_Task description_
Each line below containing the word "player" needs to be shown.

—————

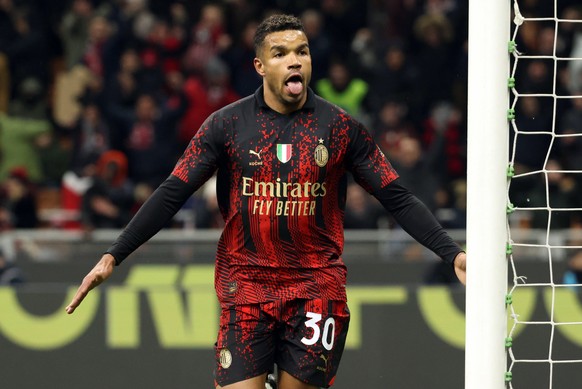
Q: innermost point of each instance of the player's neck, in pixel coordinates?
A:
(277, 104)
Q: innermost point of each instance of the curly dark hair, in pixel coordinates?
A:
(275, 23)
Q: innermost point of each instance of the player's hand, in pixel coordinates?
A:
(100, 272)
(461, 267)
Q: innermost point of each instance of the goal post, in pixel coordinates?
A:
(487, 161)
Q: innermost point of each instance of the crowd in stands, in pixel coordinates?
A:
(98, 98)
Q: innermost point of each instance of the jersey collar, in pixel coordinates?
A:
(309, 103)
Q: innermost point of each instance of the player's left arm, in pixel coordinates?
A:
(373, 171)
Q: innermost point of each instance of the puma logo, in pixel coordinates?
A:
(325, 360)
(258, 154)
(253, 152)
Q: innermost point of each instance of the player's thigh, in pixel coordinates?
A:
(251, 383)
(245, 346)
(312, 341)
(287, 381)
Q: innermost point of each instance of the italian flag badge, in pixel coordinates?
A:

—————

_Written response_
Q: innermost point of each instance of the player's neck, in pixel coordinates?
Q: innermost point of each instance of the player's hand, in pixel coordinates?
Q: innermost point of each instance of the player's left arm, in pixel coordinates?
Q: innermost point of each instance of the player's thigh, in pixel coordinates?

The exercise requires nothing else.